What needs to be done: Below are the records. Copy them word for word, beginning at the line that contains "Could you point out the car" and continuing through the end of the records.

Records for processing:

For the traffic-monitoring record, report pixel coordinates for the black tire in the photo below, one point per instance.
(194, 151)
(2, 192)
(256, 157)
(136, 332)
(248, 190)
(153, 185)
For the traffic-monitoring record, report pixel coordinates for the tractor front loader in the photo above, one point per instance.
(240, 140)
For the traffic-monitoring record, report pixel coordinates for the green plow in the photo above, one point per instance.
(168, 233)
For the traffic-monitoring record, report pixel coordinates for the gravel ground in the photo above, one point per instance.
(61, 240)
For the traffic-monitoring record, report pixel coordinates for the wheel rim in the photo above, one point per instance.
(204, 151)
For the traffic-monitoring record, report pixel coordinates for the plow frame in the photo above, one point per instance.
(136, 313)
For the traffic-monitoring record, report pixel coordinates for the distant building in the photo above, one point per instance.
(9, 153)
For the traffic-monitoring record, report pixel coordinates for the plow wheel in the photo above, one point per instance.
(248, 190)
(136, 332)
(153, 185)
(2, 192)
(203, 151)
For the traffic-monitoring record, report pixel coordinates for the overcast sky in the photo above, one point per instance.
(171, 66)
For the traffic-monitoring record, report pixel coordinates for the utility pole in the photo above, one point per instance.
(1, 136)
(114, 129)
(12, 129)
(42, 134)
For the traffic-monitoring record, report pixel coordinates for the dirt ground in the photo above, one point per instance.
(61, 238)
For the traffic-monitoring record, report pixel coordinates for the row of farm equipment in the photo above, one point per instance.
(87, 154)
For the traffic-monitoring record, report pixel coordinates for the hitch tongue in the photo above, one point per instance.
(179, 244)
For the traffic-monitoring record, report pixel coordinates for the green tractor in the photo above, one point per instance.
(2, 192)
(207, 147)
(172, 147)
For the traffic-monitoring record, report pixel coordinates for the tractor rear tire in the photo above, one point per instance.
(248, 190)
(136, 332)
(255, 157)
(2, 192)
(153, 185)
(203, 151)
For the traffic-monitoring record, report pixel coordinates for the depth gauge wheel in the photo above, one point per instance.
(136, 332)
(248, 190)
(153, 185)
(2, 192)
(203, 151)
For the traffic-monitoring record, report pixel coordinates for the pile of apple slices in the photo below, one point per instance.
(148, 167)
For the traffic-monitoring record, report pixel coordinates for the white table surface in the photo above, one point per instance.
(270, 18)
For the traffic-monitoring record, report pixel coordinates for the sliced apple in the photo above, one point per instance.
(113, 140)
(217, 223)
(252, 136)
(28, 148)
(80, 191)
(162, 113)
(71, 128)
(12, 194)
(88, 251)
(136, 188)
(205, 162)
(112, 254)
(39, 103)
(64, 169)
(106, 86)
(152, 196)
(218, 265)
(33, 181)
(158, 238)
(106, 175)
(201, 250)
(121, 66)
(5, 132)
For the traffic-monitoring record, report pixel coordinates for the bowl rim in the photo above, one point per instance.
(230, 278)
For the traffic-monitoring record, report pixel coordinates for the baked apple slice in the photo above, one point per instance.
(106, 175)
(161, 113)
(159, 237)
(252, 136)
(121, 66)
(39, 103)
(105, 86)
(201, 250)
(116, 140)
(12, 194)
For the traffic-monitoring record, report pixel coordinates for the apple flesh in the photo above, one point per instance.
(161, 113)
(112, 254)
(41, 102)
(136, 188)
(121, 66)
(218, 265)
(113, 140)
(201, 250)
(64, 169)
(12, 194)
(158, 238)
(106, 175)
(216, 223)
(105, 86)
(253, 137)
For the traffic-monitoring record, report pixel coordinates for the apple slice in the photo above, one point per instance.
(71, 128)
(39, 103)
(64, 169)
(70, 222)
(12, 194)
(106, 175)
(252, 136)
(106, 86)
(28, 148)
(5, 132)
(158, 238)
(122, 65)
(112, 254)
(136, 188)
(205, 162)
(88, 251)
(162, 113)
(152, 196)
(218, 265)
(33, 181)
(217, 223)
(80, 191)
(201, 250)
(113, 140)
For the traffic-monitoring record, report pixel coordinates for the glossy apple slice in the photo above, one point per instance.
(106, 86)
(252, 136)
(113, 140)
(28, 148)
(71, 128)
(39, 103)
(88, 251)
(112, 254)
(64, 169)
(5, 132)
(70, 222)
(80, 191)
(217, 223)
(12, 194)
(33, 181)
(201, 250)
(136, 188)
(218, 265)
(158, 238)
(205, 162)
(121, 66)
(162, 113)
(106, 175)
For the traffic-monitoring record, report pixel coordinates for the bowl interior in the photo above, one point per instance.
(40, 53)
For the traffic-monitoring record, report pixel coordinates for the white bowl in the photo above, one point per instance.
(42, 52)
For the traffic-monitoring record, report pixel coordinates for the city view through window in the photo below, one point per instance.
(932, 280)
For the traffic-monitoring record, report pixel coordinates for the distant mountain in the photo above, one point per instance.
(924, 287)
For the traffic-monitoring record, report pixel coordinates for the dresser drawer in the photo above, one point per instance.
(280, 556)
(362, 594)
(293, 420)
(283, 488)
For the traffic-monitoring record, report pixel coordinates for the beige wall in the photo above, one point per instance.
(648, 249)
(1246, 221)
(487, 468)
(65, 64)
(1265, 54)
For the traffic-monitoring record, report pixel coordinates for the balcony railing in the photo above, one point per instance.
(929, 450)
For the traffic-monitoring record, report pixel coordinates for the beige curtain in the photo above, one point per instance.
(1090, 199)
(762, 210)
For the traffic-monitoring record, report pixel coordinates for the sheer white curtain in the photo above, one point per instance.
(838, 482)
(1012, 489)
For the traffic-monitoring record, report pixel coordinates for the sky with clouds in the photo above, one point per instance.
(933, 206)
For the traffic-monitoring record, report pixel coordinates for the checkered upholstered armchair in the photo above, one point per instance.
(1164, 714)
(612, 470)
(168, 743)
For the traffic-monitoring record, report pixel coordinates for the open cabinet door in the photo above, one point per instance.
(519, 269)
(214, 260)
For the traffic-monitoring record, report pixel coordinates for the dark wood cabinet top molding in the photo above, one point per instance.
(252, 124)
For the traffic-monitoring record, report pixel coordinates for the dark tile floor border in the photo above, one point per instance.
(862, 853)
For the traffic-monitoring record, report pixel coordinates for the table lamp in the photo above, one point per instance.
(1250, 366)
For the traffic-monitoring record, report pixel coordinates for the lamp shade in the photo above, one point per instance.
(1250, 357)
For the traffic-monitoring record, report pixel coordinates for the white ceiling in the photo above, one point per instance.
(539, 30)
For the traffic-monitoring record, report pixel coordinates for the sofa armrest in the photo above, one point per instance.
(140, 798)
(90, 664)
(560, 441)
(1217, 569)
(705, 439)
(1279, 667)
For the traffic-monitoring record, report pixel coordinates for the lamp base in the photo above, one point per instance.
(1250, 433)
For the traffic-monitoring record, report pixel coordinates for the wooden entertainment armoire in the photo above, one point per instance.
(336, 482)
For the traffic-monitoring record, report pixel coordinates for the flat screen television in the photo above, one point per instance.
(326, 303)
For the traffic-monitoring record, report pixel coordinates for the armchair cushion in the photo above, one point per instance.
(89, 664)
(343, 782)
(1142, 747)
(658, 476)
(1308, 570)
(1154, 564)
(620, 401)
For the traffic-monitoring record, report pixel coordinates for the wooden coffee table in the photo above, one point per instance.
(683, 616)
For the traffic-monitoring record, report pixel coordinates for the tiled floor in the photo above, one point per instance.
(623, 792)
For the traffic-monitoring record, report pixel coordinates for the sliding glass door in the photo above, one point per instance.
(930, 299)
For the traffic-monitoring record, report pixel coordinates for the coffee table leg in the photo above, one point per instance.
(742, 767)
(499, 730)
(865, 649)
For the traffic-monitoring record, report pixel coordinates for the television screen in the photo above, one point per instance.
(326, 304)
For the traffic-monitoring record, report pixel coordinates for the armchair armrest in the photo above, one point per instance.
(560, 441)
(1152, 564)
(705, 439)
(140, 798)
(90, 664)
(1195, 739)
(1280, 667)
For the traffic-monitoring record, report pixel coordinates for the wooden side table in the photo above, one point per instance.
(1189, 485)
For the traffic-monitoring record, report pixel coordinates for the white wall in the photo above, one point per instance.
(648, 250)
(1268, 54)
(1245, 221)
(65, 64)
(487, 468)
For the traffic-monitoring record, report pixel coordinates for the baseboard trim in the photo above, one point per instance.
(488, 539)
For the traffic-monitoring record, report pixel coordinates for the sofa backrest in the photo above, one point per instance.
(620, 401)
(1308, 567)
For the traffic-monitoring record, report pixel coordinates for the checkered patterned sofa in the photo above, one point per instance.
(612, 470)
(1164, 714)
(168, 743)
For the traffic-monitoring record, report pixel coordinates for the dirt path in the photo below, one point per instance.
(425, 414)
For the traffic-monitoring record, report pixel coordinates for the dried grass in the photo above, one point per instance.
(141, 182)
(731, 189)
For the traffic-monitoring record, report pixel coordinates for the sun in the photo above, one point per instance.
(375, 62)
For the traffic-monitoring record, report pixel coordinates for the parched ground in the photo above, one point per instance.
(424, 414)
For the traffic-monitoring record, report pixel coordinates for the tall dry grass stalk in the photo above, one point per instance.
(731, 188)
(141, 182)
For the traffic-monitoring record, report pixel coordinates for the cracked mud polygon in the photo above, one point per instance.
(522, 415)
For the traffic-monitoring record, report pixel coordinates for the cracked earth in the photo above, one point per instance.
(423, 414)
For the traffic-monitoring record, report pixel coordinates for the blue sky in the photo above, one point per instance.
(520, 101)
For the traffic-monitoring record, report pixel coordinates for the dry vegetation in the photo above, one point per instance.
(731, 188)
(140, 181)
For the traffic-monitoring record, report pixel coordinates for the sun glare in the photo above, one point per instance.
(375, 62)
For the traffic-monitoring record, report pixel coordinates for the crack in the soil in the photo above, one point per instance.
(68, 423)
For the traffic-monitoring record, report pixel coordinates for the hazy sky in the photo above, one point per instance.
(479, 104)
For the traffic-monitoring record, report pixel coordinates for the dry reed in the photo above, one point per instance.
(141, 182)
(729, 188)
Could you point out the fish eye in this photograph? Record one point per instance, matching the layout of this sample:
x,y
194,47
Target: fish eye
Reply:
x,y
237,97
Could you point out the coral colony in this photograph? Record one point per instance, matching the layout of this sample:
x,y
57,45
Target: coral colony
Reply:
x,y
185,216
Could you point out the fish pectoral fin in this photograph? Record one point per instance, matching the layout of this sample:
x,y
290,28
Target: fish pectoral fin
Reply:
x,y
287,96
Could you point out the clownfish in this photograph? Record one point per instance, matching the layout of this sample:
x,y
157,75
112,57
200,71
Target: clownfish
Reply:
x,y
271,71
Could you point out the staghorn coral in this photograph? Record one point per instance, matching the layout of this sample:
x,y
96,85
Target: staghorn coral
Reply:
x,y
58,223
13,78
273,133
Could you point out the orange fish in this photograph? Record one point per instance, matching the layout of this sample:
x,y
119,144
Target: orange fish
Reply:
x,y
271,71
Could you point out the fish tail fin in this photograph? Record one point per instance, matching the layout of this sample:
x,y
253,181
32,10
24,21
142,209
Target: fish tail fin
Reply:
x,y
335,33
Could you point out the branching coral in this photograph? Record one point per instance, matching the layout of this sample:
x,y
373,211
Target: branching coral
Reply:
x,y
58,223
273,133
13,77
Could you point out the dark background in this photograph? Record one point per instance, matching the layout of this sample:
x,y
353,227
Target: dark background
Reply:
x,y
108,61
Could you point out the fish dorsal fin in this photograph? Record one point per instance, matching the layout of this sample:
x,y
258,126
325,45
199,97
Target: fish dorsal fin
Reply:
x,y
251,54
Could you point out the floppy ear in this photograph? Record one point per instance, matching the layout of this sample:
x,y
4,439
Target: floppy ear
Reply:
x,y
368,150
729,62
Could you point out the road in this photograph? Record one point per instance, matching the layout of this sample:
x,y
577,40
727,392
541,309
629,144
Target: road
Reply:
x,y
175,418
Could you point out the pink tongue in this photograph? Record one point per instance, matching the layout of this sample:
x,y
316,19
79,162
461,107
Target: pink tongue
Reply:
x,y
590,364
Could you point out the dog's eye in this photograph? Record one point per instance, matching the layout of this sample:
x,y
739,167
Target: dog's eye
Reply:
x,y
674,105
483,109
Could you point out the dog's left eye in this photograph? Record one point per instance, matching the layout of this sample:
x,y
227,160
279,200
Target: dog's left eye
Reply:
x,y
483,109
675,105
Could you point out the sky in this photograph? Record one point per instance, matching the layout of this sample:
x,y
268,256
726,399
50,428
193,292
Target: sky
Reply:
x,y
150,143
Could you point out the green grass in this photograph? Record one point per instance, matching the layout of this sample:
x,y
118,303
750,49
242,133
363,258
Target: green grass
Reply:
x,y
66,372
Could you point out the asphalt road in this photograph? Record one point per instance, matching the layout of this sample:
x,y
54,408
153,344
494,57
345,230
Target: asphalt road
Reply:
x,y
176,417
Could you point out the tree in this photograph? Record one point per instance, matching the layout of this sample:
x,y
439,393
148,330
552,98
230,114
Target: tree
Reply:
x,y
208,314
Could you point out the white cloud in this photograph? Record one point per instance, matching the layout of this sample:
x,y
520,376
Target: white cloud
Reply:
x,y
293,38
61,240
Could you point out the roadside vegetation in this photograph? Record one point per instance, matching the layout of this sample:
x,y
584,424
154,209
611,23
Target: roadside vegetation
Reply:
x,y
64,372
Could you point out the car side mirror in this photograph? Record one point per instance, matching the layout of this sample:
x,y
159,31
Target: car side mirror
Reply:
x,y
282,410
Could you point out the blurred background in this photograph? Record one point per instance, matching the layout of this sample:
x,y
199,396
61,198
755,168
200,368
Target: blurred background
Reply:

Exercise result:
Could you point out the car side mirror in this photograph? Record one point per instance, matching the layout of this sample:
x,y
159,31
Target: car side mirror
Reply:
x,y
282,410
Could you point out the blurred background in this photograph? Record one point per instance, matching the layout of this sample:
x,y
199,396
61,198
755,168
200,368
Target: blurred background
Reply:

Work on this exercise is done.